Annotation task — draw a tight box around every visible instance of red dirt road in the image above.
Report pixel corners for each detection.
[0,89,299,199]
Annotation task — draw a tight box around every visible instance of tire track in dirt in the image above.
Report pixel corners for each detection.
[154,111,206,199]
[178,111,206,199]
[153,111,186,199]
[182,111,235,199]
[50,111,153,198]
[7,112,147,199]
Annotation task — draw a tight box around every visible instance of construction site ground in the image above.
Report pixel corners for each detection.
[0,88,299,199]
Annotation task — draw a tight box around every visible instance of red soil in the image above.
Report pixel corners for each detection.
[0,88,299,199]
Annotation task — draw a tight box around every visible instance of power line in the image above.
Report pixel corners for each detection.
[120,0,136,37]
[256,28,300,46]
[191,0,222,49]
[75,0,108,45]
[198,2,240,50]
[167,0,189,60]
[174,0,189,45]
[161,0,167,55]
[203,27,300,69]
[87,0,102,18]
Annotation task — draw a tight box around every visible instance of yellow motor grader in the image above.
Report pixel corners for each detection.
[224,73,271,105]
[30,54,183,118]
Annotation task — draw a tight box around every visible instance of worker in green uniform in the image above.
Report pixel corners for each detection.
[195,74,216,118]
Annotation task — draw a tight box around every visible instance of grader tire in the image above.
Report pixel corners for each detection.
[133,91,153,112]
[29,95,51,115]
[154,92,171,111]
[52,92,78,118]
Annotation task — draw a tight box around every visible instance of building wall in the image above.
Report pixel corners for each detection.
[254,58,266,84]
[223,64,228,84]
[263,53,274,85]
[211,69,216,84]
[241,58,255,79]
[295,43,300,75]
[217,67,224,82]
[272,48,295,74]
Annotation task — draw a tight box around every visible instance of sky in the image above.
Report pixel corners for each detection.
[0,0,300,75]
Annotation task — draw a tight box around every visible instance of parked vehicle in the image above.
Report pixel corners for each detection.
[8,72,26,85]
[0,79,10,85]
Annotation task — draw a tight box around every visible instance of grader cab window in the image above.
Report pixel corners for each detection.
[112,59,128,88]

- **BRIEF**
Repeat the records above in full, character for character.

- **EXERCISE SOLUTION**
Annotation task — draw a tight box around every visible instance of red dirt road in the image above.
Report pixel corners for each detection.
[0,89,299,199]
Annotation task — draw a tight box around every visible instance of tire track in dirt in the image above.
Report pixel corners for each detection.
[154,111,206,199]
[178,111,206,199]
[153,111,186,199]
[182,111,235,199]
[50,111,153,198]
[7,112,147,199]
Annotation task — draw a tight box around every visible instance of construction site ground in the image above.
Report pixel corners for each detection.
[0,88,299,199]
Annotation task — draw a tight box around every visible instance of red soil in the image above.
Report pixel corners for each detection.
[0,88,299,199]
Annotation task — draw a tight box around every visible instance of power line in the image above.
Report pixel corners for each detection.
[120,0,136,37]
[256,28,300,46]
[191,0,222,49]
[75,0,108,45]
[198,2,240,50]
[167,0,189,60]
[174,0,189,45]
[161,0,167,55]
[203,27,300,69]
[87,0,102,18]
Annotation task — draw a tight box around every visible instance of yellow motor grader in the image above.
Report pixel corners for each detection.
[224,73,271,105]
[30,54,183,118]
Annotation task — draw a tight box around every visible instance of worker in green uniform in the image above.
Report pixel corners for each detection.
[195,74,216,118]
Annotation task — draw a tight box around every visible instance of grader tire in the image above.
Report pixel corners for each detection.
[133,91,153,112]
[29,95,51,115]
[154,92,171,111]
[52,92,78,118]
Annotation task — draw a tight box around every visible instance of building wall in the image above.
Report pixel corners for each detection.
[254,58,266,84]
[223,64,228,84]
[263,53,274,85]
[211,69,216,84]
[241,58,255,79]
[295,43,300,75]
[217,67,224,82]
[272,48,295,74]
Annotation task — draw a tight box around every visible instance of sky in the image above.
Report pixel corners for each detection.
[0,0,300,75]
Annotation task — draw a tight box around every visible instance of parked vehicle in the image above.
Report pixel corners for each detection.
[8,72,26,85]
[0,79,10,85]
Annotation task — draw a tight box around every visible instance of grader cab window in the image above.
Report pixel corners for each detection.
[112,59,128,88]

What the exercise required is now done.